**Actions à réaliser**
A. Renommez « taureau » en « cheval » et recopiez le texte sur le film entre « Richard le mari » et « donc demeurée seule. », inclus.
B. Prolongez, s'il vous plaît, le texte sur le film à partir de sa dernière phrase.
**** Texte fourni ****
Sur la route de Madison

1995

Voir : photogrammes
Genre : Mélodrame
Thème : transmission

(The bridges of Madison County). D'après le roman de Robert James Waller. Avec : Clint Eastwood (Robert Kincaid), Meryl Streep (Francesca Johnson), Annie Corley (Carolyn Johnson) Victor Slezak (Michael Johnson), Jim Haynie (Richard Johnson), Michelle Benes (Lucy Redfield). 1h34.

Carolyn et Michael Johnson reviennent dans la maison de leur enfance à Winterset, comté de Madison, dans l'Iowa, pour régler la succession de leur mère, Francesca. Ils apprennent par le notaire que cette dernière souhaite être incinérée, ses cendres devant être jetées depuis le pont de Roseman, le pont couvert des environs, au lieu d'être enterrée auprès de son défunt mari. Carolyn et Michael, sont révoltés par cette idée. Carolyn découvre dans une lettre que sa mère a des choses à leur révéler. Michael demande alors à sa femme, Betty, de rejoindre son hôtel pour le laisser seul avec Carolyn. Une clé dans l'enveloppe leur permet d'ouvrir le coffre familial où ils prennent connaissance du journal intime de leur mère et apprennent ce qui s'est passé en 1965…

Richard le mari de Francesca, et leurs enfants, Carolyn et Michael, étaient partis pendant quatre jours à la fête de l'État pour y exposer un taureau de concours. Le dimanche soir, après avoir tout préparé, Francesca était donc demeurée seule.
**** Extrait des données ****
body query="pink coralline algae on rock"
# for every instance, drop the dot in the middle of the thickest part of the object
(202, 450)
****
**Corrigé des exercices**
A.
Richard le mari de Francesca, et leurs enfants, Carolyn et Michael, étaient partis pendant quatre jours à la fête de l'État pour y exposer un cheval de concours. Le dimanche soir, après avoir tout préparé, Francesca était donc demeurée seule.

B.
Le lundi après-midi, Francesca avait rencontré Robert Kincaid, photographe au National Geographic, chargé d'effectuer un reportage sur les vieux ponts couverts de la région. Robert lui avait demandé la direction pour atteindre le pont Roseman. Francesca avait choisi de l'accompagner pour lui montrer le chemin.

Ils avaient commencé à parler. Robert s'était marié et avait divorcé. Francesca était née en Italie, à Bari. Elle s'était montrée émue qu'il connaisse la ville et s'y soit arrêté trois jours pour la connaitre un peu mieux, sans autre but. Robert avait fait des repérages pour les photos du lendemain et lui avait offert un bouquet de fleurs. Elle l'avait invité à prendre du thé glacé chez elle ; l'avait regardé changer de tenue dans le jardin, puis l'avait convié à dîner. Francesca lui avait avoué avoir été professeure et qu'elle avait renoncé à ce métier pour se consacrer à Richard et à leurs enfants. Francesca et Robert s'étaient promenés et une certaine intimité - ils citaient Yeats- avait commencé à les unir. Ils étaient revenus prendre un café et un brandy. Robert avait rassuré Francesca troublée : "Francesca nous ne faisons rien de mal, rien que vous ne puissiez raconter à vos enfants."

C'est était trop pour Michael qui avait interrompu la lecture du journal, persuadé que Robert avait saoulé sa mère pour coucher avec elle. Furieux, il ferme le journal. Carolyn lui fait part du naufrage de son mariage et ils lisent ensemble.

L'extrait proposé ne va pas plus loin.